■ **WHAT IS NEEDED**: Put every line of the records below into a Markdown table with the columns n and Line, numbering the rows and leaving out blank lines. Omit the pictures from the table.

■ **DATA LINES**:

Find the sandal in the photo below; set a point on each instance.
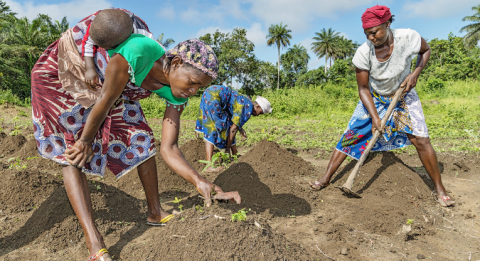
(99, 255)
(443, 201)
(161, 223)
(316, 185)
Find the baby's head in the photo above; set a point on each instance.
(110, 28)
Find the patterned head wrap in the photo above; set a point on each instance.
(375, 16)
(197, 53)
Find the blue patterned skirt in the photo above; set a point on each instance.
(406, 118)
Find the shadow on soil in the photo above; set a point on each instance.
(257, 195)
(388, 159)
(111, 207)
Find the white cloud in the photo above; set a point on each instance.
(74, 10)
(205, 12)
(299, 15)
(166, 12)
(190, 15)
(211, 30)
(437, 8)
(257, 34)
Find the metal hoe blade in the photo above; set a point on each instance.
(350, 192)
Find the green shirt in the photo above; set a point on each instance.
(141, 53)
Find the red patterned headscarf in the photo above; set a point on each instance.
(375, 16)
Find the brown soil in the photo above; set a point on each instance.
(293, 221)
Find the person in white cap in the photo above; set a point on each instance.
(222, 114)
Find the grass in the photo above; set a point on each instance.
(315, 117)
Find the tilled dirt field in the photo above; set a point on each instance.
(397, 218)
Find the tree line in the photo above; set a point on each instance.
(22, 41)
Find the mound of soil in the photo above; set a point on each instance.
(294, 220)
(25, 190)
(11, 144)
(196, 235)
(168, 180)
(265, 180)
(392, 193)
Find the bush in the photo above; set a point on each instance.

■ **REPLY**:
| n | Line |
|---|---|
| 1 | Find the sandal in the photo below; set a point on each instance. |
| 2 | (99, 255) |
| 3 | (443, 201) |
| 4 | (161, 223) |
| 5 | (316, 185) |
| 6 | Find the baby's head in the photo above; set a point on each instance. |
| 7 | (110, 28) |
| 8 | Find the patterned head wrap in the photo above; set a point on each instance. |
| 9 | (375, 16) |
| 10 | (197, 53) |
| 11 | Find the blue patterned skirt in the photo above; set a point on each instance. |
| 12 | (406, 118) |
| 13 | Find the shadow on soil in the photo above; set a point on each instance. |
| 14 | (257, 195) |
| 15 | (388, 159) |
| 16 | (111, 207) |
| 17 | Find the white cloud in the photo above; set a point on each instance. |
| 18 | (74, 10) |
| 19 | (205, 12) |
| 20 | (299, 15) |
| 21 | (166, 12) |
| 22 | (190, 15) |
| 23 | (211, 30) |
| 24 | (437, 8) |
| 25 | (257, 34) |
| 26 | Find the metal hoe blade in the photo above; set a point on each instance. |
| 27 | (350, 192) |
| 28 | Find the green shirt in the photo above; set a point on each instance. |
| 29 | (141, 53) |
| 30 | Find the red patterned headscarf in the photo above; set a point on each instance. |
| 31 | (375, 16) |
| 32 | Find the brown soil in the photo above; set a point on each instance. |
| 33 | (293, 221) |
| 34 | Find the person in white cap in the photo above; set a point on each instance. |
| 35 | (222, 114) |
| 36 | Find the grass in the photo above; set a point on each instance. |
| 37 | (315, 117) |
| 38 | Find the tilled dirt field in the photo above; set a point on each instance. |
| 39 | (397, 218) |
| 40 | Find the tree line in the photo above; set a point on each instance. |
| 41 | (22, 41) |
| 42 | Find the mound of soil in the photo above; set a point on each instance. |
| 43 | (294, 220) |
| 44 | (25, 190) |
| 45 | (11, 144) |
| 46 | (196, 235) |
| 47 | (168, 180) |
| 48 | (265, 180) |
| 49 | (392, 193) |
| 50 | Find the bush in the photo above; set a point on each instance. |